_Task set_
1: In the fertilizer thread, what percentage water change does migdem say he can do each week?
2: Please list every item migdem gives as part of his current setup in the fertilizer thread.
3: Rewrite the fertilizer thread from "I used Seachem" up to and including "what can i do?", swapping "aquariums" for "tanks".

_Text provided_
|---|

# Seachem vs PPS - Pro



## migdem (Nov 13, 2010)

Hi all,

Right now i have the Seachem products and dosing as recommended in their website but the costs are ultra high for a 450 litre tank. So I was browsing the net and found EI and PPS - Pro. I cannot do 50% WC weekly I only do 25% so I have to forget EI. So next one is the PPS Pro. Before this can I make something similar to Seachem products via dry ferts?

If not then for PPS - Pro is it really cheap? Will the plants suffer from any deficiencies? If yes can I add more ferts? Do i add more dosage daily or should i add more ferts to the current mix?

My current set up is

450 litre tank
Seachem Flourite gravel
216W T5's on for 10 hours daily I also have reflectors on them.
CO2 via ph controller set to 30 ppm


----------



## Seattle_Aquarist (Mar 7, 2008)

Hi migdem,

I used Seachem and was very happy with the results. However as my number of aquariums grew, the expense did too. I then tried PPS-Pro but was disappointed, I had constant problems with my plants showing signs of deficiencies. I now have changed to EI dosing and have much fewer problems, but I still dose Flourish Comprehensive as a supplement to my CSM+B and Chelated Iron.


----------



## migdem (Nov 13, 2010)

the problem is that i cannot do a water change bigger then 25% weekly and EI require 50%. So what can i do?


----------



## Left C (Jun 14, 2005)

|---|

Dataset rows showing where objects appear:
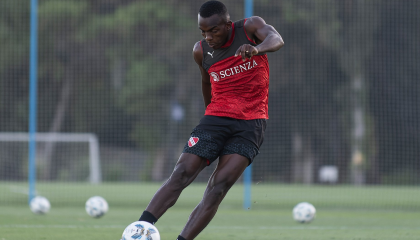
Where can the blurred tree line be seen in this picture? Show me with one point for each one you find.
(343, 91)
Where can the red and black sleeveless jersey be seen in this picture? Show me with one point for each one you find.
(239, 89)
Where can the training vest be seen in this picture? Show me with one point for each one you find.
(239, 89)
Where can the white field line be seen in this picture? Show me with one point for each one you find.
(217, 227)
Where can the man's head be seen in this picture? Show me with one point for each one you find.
(214, 23)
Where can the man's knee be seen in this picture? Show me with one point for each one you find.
(184, 174)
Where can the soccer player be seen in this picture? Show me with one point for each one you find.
(234, 73)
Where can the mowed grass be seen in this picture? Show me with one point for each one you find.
(344, 212)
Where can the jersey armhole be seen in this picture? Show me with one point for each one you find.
(202, 52)
(246, 33)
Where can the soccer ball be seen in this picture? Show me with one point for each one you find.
(96, 206)
(138, 229)
(304, 212)
(39, 205)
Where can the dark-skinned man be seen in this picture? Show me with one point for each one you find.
(235, 78)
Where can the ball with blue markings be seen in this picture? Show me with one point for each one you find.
(140, 230)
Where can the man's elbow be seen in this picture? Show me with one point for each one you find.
(280, 44)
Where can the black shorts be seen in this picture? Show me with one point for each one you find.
(217, 136)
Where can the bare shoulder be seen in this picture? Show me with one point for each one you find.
(198, 53)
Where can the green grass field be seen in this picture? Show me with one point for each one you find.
(344, 212)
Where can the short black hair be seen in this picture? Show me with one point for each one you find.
(210, 8)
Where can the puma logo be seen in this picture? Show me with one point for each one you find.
(211, 54)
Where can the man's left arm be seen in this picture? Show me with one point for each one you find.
(266, 37)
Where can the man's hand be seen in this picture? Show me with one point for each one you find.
(246, 51)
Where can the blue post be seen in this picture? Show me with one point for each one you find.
(249, 8)
(33, 65)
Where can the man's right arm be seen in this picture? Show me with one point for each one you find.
(205, 77)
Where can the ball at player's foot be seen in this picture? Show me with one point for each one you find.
(140, 230)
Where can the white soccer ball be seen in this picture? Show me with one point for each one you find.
(138, 229)
(96, 206)
(40, 205)
(304, 212)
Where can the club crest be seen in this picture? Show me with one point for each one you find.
(214, 76)
(192, 141)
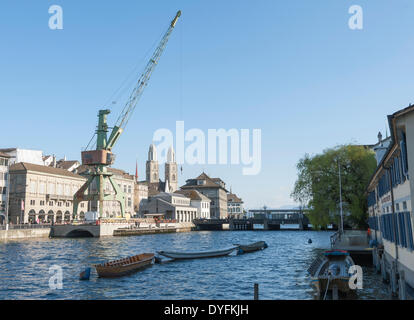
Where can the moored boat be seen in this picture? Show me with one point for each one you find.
(260, 245)
(196, 255)
(330, 273)
(117, 268)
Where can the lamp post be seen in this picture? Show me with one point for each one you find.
(341, 227)
(340, 197)
(7, 197)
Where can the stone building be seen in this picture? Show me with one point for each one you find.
(391, 201)
(38, 192)
(140, 195)
(234, 205)
(112, 209)
(24, 155)
(172, 206)
(4, 177)
(214, 189)
(154, 183)
(199, 201)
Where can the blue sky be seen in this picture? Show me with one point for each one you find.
(293, 69)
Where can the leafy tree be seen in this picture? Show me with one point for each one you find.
(317, 186)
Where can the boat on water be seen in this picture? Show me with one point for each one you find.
(330, 273)
(196, 255)
(256, 246)
(117, 268)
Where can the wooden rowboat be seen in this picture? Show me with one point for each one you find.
(260, 245)
(124, 266)
(196, 255)
(331, 273)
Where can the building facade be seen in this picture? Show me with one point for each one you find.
(112, 209)
(140, 195)
(171, 206)
(153, 181)
(390, 197)
(171, 171)
(4, 185)
(24, 155)
(43, 194)
(198, 201)
(214, 189)
(234, 206)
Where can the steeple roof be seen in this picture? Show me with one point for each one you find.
(152, 153)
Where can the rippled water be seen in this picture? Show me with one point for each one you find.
(280, 270)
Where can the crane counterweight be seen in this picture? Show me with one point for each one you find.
(102, 156)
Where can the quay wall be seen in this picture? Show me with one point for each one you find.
(24, 233)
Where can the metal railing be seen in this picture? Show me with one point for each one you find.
(335, 237)
(25, 226)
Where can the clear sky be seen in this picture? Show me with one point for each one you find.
(292, 68)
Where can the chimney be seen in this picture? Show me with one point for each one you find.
(379, 137)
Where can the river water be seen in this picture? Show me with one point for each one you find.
(280, 270)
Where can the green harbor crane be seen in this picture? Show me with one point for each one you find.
(99, 159)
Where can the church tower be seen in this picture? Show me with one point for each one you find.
(152, 172)
(171, 170)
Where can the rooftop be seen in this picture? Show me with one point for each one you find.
(24, 166)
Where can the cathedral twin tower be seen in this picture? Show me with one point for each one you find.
(152, 169)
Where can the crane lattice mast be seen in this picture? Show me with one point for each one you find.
(97, 160)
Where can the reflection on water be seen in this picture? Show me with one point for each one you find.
(280, 269)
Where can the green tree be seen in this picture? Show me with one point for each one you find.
(317, 186)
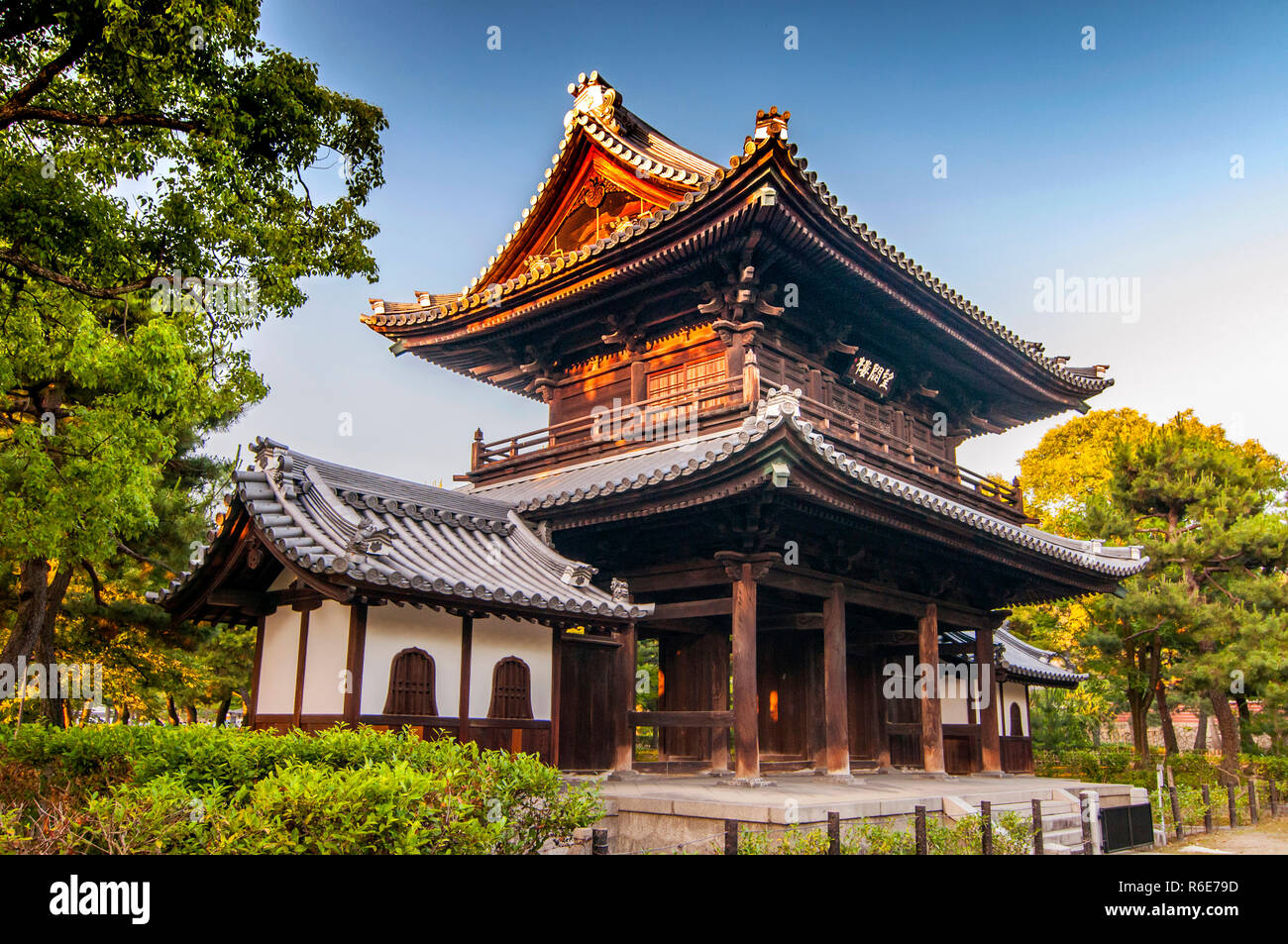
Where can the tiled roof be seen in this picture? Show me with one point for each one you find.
(660, 464)
(645, 151)
(382, 532)
(1021, 661)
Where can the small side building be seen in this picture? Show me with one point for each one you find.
(391, 603)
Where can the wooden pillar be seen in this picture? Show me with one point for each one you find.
(746, 708)
(835, 693)
(301, 657)
(623, 673)
(931, 708)
(249, 717)
(991, 746)
(555, 684)
(743, 571)
(463, 704)
(639, 381)
(353, 662)
(719, 652)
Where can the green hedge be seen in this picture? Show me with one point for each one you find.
(1012, 836)
(206, 789)
(1119, 764)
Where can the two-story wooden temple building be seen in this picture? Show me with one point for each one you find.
(755, 406)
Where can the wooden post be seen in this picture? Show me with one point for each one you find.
(730, 837)
(463, 704)
(1085, 815)
(353, 662)
(1038, 849)
(639, 381)
(249, 717)
(555, 682)
(746, 708)
(300, 660)
(835, 694)
(750, 378)
(623, 755)
(719, 653)
(991, 745)
(931, 708)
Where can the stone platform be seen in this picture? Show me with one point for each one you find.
(687, 813)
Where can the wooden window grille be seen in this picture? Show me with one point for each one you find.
(1017, 721)
(411, 684)
(677, 380)
(511, 689)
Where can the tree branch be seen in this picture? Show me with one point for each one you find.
(145, 559)
(31, 268)
(9, 115)
(46, 75)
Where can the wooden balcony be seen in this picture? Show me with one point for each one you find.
(724, 403)
(612, 429)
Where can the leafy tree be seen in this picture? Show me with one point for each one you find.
(1207, 513)
(1212, 599)
(155, 205)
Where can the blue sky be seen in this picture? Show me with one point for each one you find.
(1107, 162)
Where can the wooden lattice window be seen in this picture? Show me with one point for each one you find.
(511, 689)
(411, 684)
(690, 376)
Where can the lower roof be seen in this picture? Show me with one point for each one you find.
(362, 530)
(1021, 661)
(692, 456)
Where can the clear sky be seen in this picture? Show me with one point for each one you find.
(1113, 162)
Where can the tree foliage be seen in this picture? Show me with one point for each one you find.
(168, 180)
(1207, 617)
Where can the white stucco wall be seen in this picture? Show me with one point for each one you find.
(954, 687)
(493, 640)
(390, 630)
(325, 660)
(275, 693)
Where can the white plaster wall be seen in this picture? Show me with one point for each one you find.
(493, 640)
(954, 687)
(1013, 693)
(275, 693)
(325, 660)
(393, 629)
(282, 581)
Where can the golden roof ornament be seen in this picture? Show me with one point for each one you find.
(596, 99)
(772, 124)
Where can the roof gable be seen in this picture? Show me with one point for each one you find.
(605, 151)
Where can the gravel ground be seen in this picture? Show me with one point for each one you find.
(1266, 839)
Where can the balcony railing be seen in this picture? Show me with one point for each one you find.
(677, 415)
(669, 416)
(906, 459)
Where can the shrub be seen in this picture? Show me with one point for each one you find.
(184, 789)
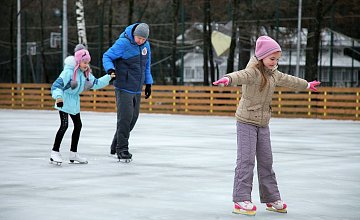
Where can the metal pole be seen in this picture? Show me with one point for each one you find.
(297, 73)
(65, 29)
(18, 60)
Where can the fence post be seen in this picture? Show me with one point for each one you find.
(12, 96)
(309, 105)
(279, 105)
(325, 93)
(42, 97)
(211, 101)
(174, 102)
(22, 96)
(186, 100)
(94, 100)
(357, 105)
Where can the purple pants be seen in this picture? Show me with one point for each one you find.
(254, 141)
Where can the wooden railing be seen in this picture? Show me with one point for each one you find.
(328, 103)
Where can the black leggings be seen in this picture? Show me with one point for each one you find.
(64, 119)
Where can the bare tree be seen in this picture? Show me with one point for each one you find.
(44, 74)
(131, 11)
(235, 12)
(313, 40)
(206, 41)
(110, 24)
(176, 8)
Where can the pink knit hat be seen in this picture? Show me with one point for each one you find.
(81, 54)
(265, 46)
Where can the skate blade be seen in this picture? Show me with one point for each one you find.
(125, 160)
(271, 209)
(55, 162)
(242, 212)
(77, 162)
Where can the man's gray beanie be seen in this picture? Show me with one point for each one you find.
(142, 30)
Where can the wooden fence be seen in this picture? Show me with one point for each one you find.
(328, 103)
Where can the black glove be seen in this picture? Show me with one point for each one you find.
(147, 91)
(110, 71)
(60, 104)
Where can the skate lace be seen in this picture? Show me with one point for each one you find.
(278, 204)
(247, 205)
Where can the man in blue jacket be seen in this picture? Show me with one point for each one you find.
(129, 57)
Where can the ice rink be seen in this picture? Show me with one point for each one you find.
(183, 169)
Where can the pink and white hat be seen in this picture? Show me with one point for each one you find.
(81, 54)
(265, 46)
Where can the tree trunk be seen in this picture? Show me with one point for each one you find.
(211, 53)
(110, 24)
(12, 43)
(44, 76)
(141, 14)
(131, 11)
(206, 42)
(176, 7)
(313, 43)
(235, 12)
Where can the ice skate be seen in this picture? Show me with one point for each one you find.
(244, 208)
(75, 157)
(124, 157)
(277, 206)
(55, 158)
(112, 153)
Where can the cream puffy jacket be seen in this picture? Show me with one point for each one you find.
(255, 106)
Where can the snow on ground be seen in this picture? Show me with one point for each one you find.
(183, 169)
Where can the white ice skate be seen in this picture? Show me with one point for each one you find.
(75, 157)
(55, 158)
(244, 208)
(277, 206)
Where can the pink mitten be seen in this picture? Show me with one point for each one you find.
(223, 80)
(313, 84)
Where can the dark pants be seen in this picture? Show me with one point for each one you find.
(128, 107)
(254, 141)
(64, 120)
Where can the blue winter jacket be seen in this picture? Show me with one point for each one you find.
(130, 61)
(71, 97)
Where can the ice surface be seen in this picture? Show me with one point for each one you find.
(183, 169)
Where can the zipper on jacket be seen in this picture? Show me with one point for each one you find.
(140, 83)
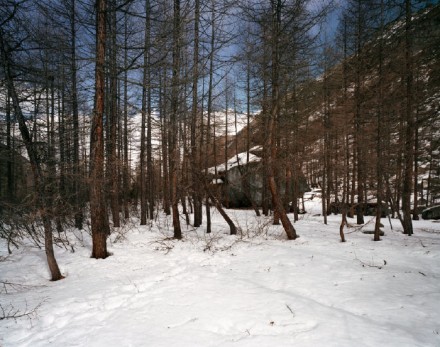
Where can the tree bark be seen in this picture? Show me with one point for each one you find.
(98, 211)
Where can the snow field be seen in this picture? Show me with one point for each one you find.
(219, 290)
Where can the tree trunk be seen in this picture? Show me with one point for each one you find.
(175, 155)
(98, 212)
(34, 161)
(271, 146)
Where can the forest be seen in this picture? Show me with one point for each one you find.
(182, 133)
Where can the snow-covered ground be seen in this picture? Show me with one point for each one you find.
(256, 289)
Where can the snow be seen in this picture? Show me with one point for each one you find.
(254, 289)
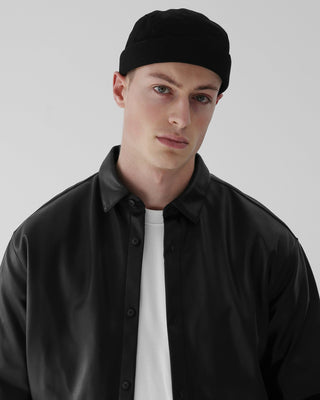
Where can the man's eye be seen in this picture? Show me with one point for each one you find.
(203, 99)
(161, 89)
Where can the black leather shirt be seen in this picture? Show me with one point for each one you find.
(243, 311)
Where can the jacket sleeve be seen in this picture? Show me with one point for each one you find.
(13, 367)
(291, 363)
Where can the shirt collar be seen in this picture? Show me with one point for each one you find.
(188, 203)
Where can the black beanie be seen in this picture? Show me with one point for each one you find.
(178, 35)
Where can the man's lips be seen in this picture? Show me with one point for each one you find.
(173, 141)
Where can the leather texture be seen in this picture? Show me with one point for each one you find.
(243, 311)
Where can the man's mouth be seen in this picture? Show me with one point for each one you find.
(175, 142)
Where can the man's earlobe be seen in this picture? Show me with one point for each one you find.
(119, 86)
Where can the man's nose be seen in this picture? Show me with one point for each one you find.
(180, 114)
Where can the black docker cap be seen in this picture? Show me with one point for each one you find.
(178, 35)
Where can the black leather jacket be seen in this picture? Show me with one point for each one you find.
(243, 311)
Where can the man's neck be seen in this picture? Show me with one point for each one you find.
(155, 187)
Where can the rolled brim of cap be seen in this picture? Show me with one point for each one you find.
(191, 50)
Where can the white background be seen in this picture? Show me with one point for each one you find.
(58, 118)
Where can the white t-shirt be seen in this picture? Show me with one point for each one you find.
(153, 372)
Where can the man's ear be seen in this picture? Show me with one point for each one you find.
(119, 87)
(219, 97)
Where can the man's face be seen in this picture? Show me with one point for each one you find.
(167, 110)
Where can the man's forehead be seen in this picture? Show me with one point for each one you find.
(176, 73)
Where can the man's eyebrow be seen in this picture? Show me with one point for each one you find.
(179, 85)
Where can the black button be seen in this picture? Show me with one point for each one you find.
(126, 385)
(135, 241)
(131, 312)
(132, 203)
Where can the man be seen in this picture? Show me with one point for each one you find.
(154, 279)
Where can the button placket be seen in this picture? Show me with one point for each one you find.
(132, 298)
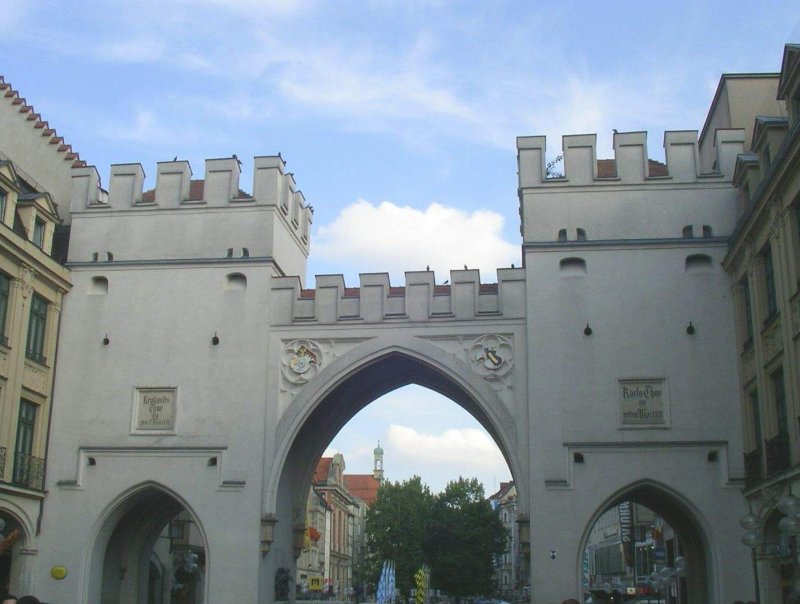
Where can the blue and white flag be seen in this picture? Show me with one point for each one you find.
(386, 584)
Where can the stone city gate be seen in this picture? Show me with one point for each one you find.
(197, 375)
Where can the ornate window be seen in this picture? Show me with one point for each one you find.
(5, 283)
(37, 324)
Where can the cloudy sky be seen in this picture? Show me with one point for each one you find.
(398, 119)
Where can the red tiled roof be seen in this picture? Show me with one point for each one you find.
(321, 473)
(39, 123)
(196, 192)
(504, 488)
(607, 168)
(363, 486)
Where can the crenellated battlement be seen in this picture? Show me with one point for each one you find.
(376, 300)
(631, 164)
(28, 114)
(181, 217)
(630, 197)
(175, 188)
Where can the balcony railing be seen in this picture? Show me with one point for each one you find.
(28, 471)
(752, 467)
(777, 452)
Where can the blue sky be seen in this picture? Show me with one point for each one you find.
(398, 118)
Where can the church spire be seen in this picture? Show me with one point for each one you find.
(377, 470)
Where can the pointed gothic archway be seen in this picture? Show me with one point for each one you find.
(16, 530)
(678, 513)
(149, 548)
(350, 383)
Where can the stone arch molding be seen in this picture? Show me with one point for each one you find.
(114, 513)
(659, 497)
(482, 398)
(23, 519)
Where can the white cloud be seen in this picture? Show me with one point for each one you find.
(391, 238)
(146, 128)
(468, 447)
(135, 49)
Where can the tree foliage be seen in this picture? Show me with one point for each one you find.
(396, 527)
(465, 535)
(455, 532)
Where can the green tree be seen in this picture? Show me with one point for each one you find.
(465, 535)
(396, 529)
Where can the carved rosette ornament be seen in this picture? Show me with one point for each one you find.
(491, 357)
(300, 361)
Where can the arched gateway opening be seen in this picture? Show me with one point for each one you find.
(149, 549)
(314, 418)
(645, 543)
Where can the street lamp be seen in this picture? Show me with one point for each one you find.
(752, 538)
(667, 575)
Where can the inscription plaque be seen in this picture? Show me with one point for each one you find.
(154, 410)
(643, 403)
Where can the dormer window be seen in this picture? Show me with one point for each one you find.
(38, 232)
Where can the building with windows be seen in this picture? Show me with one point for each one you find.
(328, 553)
(764, 264)
(32, 285)
(339, 531)
(197, 372)
(510, 567)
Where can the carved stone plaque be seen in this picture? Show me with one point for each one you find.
(154, 410)
(643, 403)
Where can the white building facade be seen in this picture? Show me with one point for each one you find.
(198, 377)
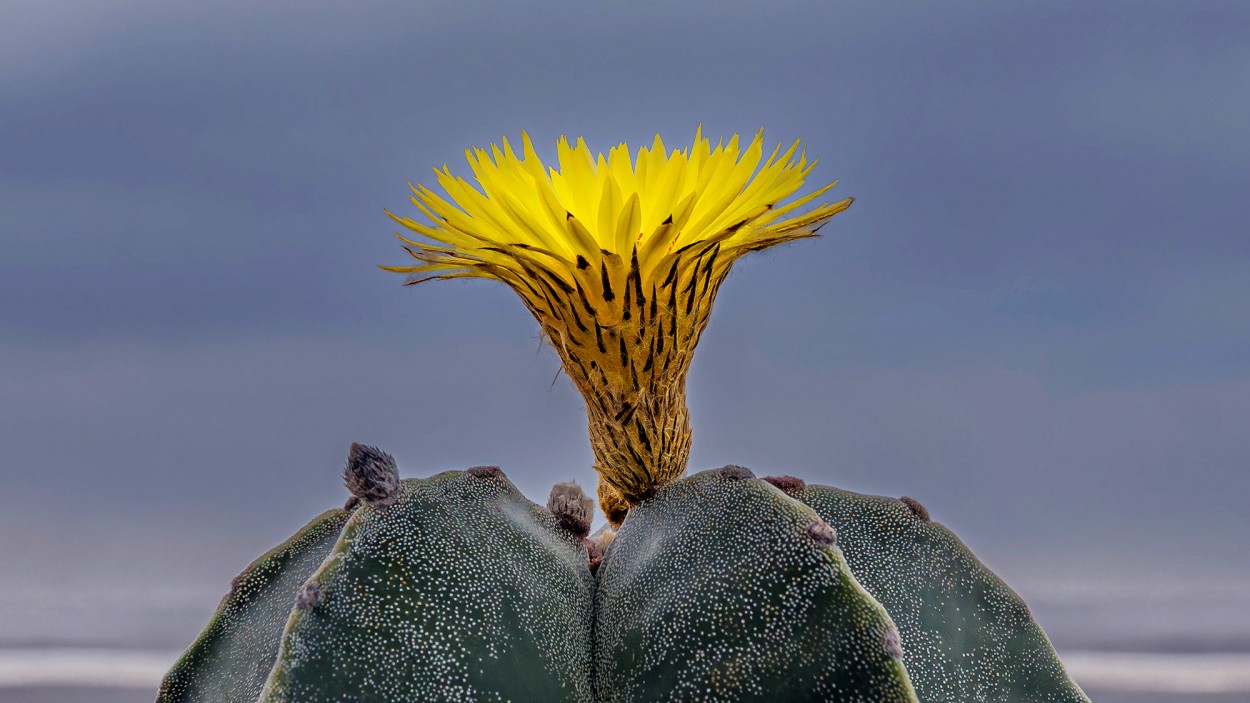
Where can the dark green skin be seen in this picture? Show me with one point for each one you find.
(714, 591)
(460, 591)
(966, 636)
(231, 658)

|---|

_Written answers_
1: 25%

2:
- 450 litre tank
- Seachem Flourite gravel
- 216W T5's on for 10 hours daily, with reflectors
- CO2 via pH controller set to 30 ppm

3:
I used Seachem and was very happy with the results. However as my number of tanks grew, the expense did too. I then tried PPS-Pro but was disappointed, I had constant problems with my plants showing signs of deficiencies. I now have changed to EI dosing and have much fewer problems, but I still dose Flourish Comprehensive as a supplement to my CSM+B and Chelated Iron.


----------



## migdem (Nov 13, 2010)

the problem is that i cannot do a water change bigger then 25% weekly and EI require 50%. So what can i do?